AIM OF THE EXERCISE — Set down all of the records exactly, leaving none out.

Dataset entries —
____________________

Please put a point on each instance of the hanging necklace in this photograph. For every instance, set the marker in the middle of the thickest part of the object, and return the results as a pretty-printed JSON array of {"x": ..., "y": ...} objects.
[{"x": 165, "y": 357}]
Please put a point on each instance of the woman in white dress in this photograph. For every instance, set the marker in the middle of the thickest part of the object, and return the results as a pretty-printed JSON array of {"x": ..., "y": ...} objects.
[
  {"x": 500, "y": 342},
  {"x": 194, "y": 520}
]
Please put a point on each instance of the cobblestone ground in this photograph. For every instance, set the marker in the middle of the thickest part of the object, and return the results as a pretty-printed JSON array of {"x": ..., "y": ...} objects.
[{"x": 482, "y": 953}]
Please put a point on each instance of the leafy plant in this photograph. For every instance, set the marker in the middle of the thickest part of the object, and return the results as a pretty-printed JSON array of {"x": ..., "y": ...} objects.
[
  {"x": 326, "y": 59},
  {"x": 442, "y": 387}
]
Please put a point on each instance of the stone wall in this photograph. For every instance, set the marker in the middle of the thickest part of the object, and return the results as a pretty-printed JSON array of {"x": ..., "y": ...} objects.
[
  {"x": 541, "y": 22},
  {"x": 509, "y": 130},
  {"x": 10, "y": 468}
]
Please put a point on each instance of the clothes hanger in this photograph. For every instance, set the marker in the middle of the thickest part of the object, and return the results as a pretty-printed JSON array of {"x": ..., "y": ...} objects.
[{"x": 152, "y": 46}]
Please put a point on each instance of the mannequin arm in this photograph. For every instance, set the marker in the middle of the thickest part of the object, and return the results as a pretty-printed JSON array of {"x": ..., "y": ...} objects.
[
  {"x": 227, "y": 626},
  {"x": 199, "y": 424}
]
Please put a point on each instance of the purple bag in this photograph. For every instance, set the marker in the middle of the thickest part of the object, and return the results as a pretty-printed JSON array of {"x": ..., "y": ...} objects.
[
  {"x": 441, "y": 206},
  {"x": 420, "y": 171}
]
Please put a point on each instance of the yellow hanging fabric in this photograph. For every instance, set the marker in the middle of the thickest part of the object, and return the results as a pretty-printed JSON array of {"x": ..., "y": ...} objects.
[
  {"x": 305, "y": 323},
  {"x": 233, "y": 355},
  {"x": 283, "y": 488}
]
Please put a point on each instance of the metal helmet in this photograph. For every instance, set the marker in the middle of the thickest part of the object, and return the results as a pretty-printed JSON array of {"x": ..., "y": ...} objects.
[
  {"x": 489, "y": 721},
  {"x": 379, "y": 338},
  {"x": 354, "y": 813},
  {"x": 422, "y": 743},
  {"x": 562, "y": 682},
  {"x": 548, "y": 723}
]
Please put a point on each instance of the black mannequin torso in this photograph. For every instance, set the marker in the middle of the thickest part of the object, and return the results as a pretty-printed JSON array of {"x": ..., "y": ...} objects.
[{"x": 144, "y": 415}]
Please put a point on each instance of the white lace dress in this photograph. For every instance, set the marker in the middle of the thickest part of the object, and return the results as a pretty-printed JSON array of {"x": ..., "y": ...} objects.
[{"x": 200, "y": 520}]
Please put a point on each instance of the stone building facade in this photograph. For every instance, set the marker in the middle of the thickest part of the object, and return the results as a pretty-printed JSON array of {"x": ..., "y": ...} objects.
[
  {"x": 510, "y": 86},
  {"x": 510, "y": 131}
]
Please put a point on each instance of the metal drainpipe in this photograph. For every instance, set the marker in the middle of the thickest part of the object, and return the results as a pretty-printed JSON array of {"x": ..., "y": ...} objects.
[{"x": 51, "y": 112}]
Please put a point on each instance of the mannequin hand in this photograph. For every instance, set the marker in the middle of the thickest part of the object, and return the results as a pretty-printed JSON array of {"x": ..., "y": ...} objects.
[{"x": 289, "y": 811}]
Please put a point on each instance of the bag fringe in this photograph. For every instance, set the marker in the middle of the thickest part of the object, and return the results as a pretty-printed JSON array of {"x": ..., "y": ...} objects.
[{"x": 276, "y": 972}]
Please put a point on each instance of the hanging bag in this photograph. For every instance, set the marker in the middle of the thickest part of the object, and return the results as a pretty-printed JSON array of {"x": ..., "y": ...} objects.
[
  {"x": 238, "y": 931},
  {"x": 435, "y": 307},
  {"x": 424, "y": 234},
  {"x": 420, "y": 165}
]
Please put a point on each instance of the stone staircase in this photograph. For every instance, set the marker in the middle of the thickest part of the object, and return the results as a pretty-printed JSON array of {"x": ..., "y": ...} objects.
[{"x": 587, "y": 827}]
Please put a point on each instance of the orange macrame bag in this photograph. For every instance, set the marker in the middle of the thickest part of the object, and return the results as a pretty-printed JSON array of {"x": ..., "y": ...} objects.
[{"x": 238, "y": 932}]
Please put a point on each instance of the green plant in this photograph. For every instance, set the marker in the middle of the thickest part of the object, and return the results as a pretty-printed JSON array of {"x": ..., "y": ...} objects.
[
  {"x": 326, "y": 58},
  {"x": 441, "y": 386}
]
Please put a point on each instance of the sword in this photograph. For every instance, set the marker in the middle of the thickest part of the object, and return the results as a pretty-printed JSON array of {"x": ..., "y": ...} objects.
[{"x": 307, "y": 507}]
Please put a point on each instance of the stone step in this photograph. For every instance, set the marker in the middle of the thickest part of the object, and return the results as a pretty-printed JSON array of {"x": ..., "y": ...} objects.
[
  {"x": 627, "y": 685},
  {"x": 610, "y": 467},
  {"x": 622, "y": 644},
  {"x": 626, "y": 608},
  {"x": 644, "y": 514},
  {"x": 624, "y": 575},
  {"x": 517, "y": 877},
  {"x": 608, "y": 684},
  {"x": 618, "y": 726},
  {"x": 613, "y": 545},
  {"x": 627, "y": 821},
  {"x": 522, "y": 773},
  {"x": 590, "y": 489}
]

____________________

WRITTEN REPLY —
Please put a point on each instance of the hanging necklace in this photograph. For every instance, set the marker in the middle of the thickest part of the object, and return the results as a pretty-printed JSON array of {"x": ..., "y": ...} objects.
[{"x": 165, "y": 357}]
Please put a point on each instance of the woman in white dress in this photograph. For every instance, set the marker in the middle of the thickest part of the object, and return the results as a pretty-printed JSON array of {"x": ..., "y": ...} objects.
[
  {"x": 500, "y": 342},
  {"x": 194, "y": 520}
]
Please put a point on each instance of the cobblestone ground in this photograph. For every instance, set the marker in the middle of the thickest part of the object, and return the results as a pretty-printed JSON array of {"x": ..., "y": ...} objects.
[{"x": 482, "y": 953}]
Please put a point on each instance of the leafy plant in this photograph. For every instance, set the marker in the middle of the thickest part of the object, and return the results as a pretty-printed JSON array of {"x": ..., "y": ...} objects.
[
  {"x": 326, "y": 59},
  {"x": 442, "y": 387}
]
Please put a point on each instance of the stone wall in this photograph. For every instance, set the marker in the middle of the thickest part of the object, and return the results as a pretty-printed JSON array of {"x": ..., "y": ...} objects.
[
  {"x": 541, "y": 22},
  {"x": 509, "y": 130},
  {"x": 10, "y": 468}
]
Please put a point on each instance of the clothes hanger in this photograph. For every instance, set the marker in the middle of the thickest part of the object, and return the results as a pretty-printed JSON array of {"x": ..., "y": ...} objects.
[{"x": 152, "y": 46}]
Please put a point on each instance of the mannequin arm in this photograph. For every instance, set the marker in the middle of the thickest part of the object, and return the results as a pretty-printed JSON array of {"x": ..., "y": ...} objects.
[
  {"x": 227, "y": 626},
  {"x": 199, "y": 424}
]
Please put a point on each instance of the purple bag in this photograph. For every instance, set the marker in the middle of the thickest part of the object, and return the results as a pretty-printed JSON array of {"x": ..., "y": ...} objects.
[
  {"x": 441, "y": 206},
  {"x": 420, "y": 171}
]
Please put a point on each instance of the yellow hanging fabric in this photograph. For every instance, set the marker in the middle of the thickest part of the object, and return the results as a pretty-printed JSON array of {"x": ..., "y": ...} objects.
[
  {"x": 305, "y": 323},
  {"x": 233, "y": 355},
  {"x": 283, "y": 488}
]
Please put a point on each instance of the metal helmet in this photograph. For every instance, set the marker in the middle of the thickest part of the object, and return the results as a pretty-printed JSON array of {"x": ..., "y": ...} objects.
[
  {"x": 489, "y": 721},
  {"x": 379, "y": 338},
  {"x": 354, "y": 813},
  {"x": 422, "y": 743},
  {"x": 562, "y": 682},
  {"x": 548, "y": 723}
]
Please put a point on each instance of the black mannequin torso in this photograph. For every instance, set the marker in the middle of the thickest part of the object, and return the results as a pretty-printed JSON array of {"x": ..., "y": ...} objects.
[{"x": 144, "y": 415}]
Please put a point on each instance of the white lace dress in this photograph. For every instance, set the marker in the middle of the thickest part of the object, and return the results as a pretty-printed JSON array of {"x": ..., "y": ...} objects.
[{"x": 200, "y": 520}]
Please put a point on each instance of the stone building facade in this photograph. For every instance, set the marker in the middle of the thickest part of the object, and return the results as a pretty-printed JSON array of {"x": ..., "y": ...} objects.
[
  {"x": 510, "y": 86},
  {"x": 510, "y": 131}
]
Please put a point on each instance of the metal drainpipe in this photograph. For every instance, set the marker in the middle of the thickest part of the object, and return the results as a pretty-printed JSON array of {"x": ..., "y": ...} objects.
[{"x": 51, "y": 112}]
Please put a point on each instance of the mannequin hand in this photograph. For every instance, set the marker in the middle of the thickest part of the object, and return the results as a pretty-printed JSON array of {"x": ..., "y": ...} objects.
[{"x": 289, "y": 811}]
Please put a point on each instance of the bag fringe in this photograph. For every instance, set the marker in the middle of the thickest part of the object, and return the results as a pretty-printed JSON array of {"x": ..., "y": ...} objects.
[{"x": 276, "y": 972}]
Please put a point on each instance of the hanging bag in this photograph. For every instance, set the marker in the middle of the thickest part of the object, and return the results as a pretty-printed JSON array of {"x": ..., "y": ...} objects.
[
  {"x": 238, "y": 931},
  {"x": 435, "y": 307},
  {"x": 424, "y": 234},
  {"x": 420, "y": 165}
]
Please put a point on each instance of the stone staircase in this photograph. For every instance, set the marker in the middle of the thickest part of the object, and return the results as a pretty-printed JSON array of {"x": ..., "y": ...} objects.
[{"x": 587, "y": 827}]
Please put a point on each instance of the orange macrame bag in this photograph. For every instance, set the marker in the middle of the thickest part of the object, and return the results as a pretty-printed JSON array of {"x": ..., "y": ...} objects.
[{"x": 238, "y": 932}]
Please put a point on each instance of the green plant in this photograph. For every instance, set the marker in the middle of the thickest part of the object, and return the results as a pretty-printed JSON array of {"x": ..., "y": ...} objects.
[
  {"x": 326, "y": 58},
  {"x": 441, "y": 386}
]
Please put a point on each instance of the sword in this photograph. For every instance, set the marker in the middle of the thickest part of the object, and return the results as a pretty-printed JSON array of {"x": ..., "y": ...} objects.
[{"x": 307, "y": 507}]
Please put a point on each instance of the stone step in this photograph. For every instance, set the marker in the middle of the thickest part of the object, and return the results as a pretty-printed JSON array of {"x": ..., "y": ...} objects.
[
  {"x": 627, "y": 685},
  {"x": 610, "y": 467},
  {"x": 622, "y": 644},
  {"x": 626, "y": 608},
  {"x": 644, "y": 514},
  {"x": 624, "y": 575},
  {"x": 517, "y": 877},
  {"x": 608, "y": 684},
  {"x": 618, "y": 726},
  {"x": 613, "y": 545},
  {"x": 627, "y": 821},
  {"x": 522, "y": 773},
  {"x": 590, "y": 489}
]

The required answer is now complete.